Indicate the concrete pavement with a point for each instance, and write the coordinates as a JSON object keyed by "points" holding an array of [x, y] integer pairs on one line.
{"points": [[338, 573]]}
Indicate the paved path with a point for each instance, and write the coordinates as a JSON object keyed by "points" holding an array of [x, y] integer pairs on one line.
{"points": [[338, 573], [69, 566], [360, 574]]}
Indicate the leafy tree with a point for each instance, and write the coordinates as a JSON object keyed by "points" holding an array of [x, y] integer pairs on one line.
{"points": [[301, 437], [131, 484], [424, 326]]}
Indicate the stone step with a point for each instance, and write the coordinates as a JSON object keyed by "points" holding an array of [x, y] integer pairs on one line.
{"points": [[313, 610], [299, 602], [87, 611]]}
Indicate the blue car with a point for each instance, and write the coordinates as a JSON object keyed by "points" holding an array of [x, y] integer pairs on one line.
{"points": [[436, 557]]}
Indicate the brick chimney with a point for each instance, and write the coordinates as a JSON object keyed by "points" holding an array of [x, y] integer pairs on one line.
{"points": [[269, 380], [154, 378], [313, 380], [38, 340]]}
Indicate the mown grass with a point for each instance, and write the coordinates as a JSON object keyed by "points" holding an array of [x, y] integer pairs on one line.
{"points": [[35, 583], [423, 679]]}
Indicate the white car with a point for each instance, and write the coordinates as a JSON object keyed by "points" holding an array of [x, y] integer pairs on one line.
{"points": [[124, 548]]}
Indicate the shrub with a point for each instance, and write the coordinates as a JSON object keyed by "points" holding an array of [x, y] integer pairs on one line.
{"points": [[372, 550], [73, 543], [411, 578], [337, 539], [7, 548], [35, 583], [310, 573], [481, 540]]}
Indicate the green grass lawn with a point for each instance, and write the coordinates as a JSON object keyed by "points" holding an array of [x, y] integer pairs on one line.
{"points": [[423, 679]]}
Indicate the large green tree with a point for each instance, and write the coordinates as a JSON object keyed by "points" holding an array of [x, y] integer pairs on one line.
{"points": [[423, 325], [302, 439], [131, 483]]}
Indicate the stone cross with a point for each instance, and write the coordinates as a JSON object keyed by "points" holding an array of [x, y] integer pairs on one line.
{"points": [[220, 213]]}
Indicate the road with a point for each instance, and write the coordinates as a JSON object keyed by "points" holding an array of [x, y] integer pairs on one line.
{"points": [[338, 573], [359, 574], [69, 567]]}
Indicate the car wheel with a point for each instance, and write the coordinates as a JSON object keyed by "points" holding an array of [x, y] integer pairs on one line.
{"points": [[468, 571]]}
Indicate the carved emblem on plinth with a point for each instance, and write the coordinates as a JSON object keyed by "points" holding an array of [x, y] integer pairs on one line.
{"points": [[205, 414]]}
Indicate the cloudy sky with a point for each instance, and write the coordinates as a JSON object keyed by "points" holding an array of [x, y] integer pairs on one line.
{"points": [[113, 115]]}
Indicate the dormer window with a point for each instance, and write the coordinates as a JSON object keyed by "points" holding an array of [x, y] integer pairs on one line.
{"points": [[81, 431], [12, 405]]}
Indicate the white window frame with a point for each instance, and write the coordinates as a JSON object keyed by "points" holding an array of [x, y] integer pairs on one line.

* * * * * * *

### Set exercise:
Set down all of the entries exactly, please.

### Task solution:
Indicate the concrete pavement with a point for each instance, and write the coordinates as a JSON object keyed by "points" holding an array of [x, y] integer pairs on one line.
{"points": [[338, 573]]}
Indicate the paved path with a point for each instance, and write the coordinates as a JSON object keyed by "points" holding an array of [x, y] integer pairs on one line.
{"points": [[338, 573], [69, 566], [360, 574]]}
Indicate the leafy tree with a point for each instance, and write the coordinates as a JSON object keyed by "points" holding an array of [x, y] integer pairs on one line.
{"points": [[301, 437], [131, 484], [424, 326]]}
Indicate the stone step with a point for each instance, and write the coordinates as a JSON object keyed by "points" holding an array of [x, y] integer pairs on one line.
{"points": [[313, 610], [299, 602], [87, 611]]}
Indicate the blue car with a point for each instance, and write the coordinates as a JSON object keyed by "points" holding an array of [x, y] integer pairs on one line.
{"points": [[436, 557]]}
Indicate the brick chimney with a point for each instance, and write the coordinates as a JSON object keyed by "points" holding an array of [x, y] integer pairs on one line.
{"points": [[269, 380], [154, 378], [313, 380], [38, 340]]}
Indicate the mown grass with a point for each instance, and write the coordinates as a JSON object keyed by "points" holding an array of [x, y] integer pairs on one line.
{"points": [[35, 583], [423, 679]]}
Indicate the white car with a point for each instance, and write the coordinates as a JSON object keyed by "points" holding an array of [x, y] integer pairs on one line.
{"points": [[124, 548]]}
Indicate the shrub with a point for each instance, and write the coordinates as a JSON object keyed by "points" holding an array of [x, y] integer pairs on one line.
{"points": [[372, 550], [73, 543], [411, 578], [337, 539], [7, 548], [35, 583], [310, 573], [481, 540]]}
Indicate the green grass lawn with a point for each instance, and write the coordinates as a JSON object keyed by "points" holding an array of [x, y] integer pairs on one line.
{"points": [[423, 679]]}
Indicate the large green tree with a point for each instance, and write the coordinates as a JSON object keyed by "points" holding an array of [x, y] integer pairs on one line.
{"points": [[423, 325], [302, 439], [131, 483]]}
Indicate the stone cross with a point for each instance, and write the coordinates as a JSON object keyed by "points" holding an array of [x, y] integer pairs on one line.
{"points": [[220, 213]]}
Indicate the road with a point for each instance, and write the coordinates as a JSON object keyed by "points" holding an array of [x, y] integer pairs on one line.
{"points": [[338, 573], [359, 574], [69, 567]]}
Indicate the car wheel with a point for each instance, and write the coordinates as a JSON object keyed by "points" holding an array of [x, y] integer pairs on one line.
{"points": [[468, 571]]}
Indicate the carved emblem on plinth with a point for each instance, and write the coordinates as a JSON object keyed by "points" holding an array of [x, y] integer pairs on one line.
{"points": [[205, 414]]}
Indicate the cloudy sky with a point for each instance, and write the coordinates as a JSON object keyed by "points" holding an array of [x, y] integer pairs on one line.
{"points": [[113, 115]]}
Indicate the dormer window with a point for each instance, and write the coordinates as a JSON object keyed by "points" holding an array of [x, y] integer pairs on one line.
{"points": [[81, 431], [12, 405]]}
Indicate the white window frame with a point for each instance, and write the coordinates as a JSON object keyed by "points" holding an array of [x, y] integer pairs on one line.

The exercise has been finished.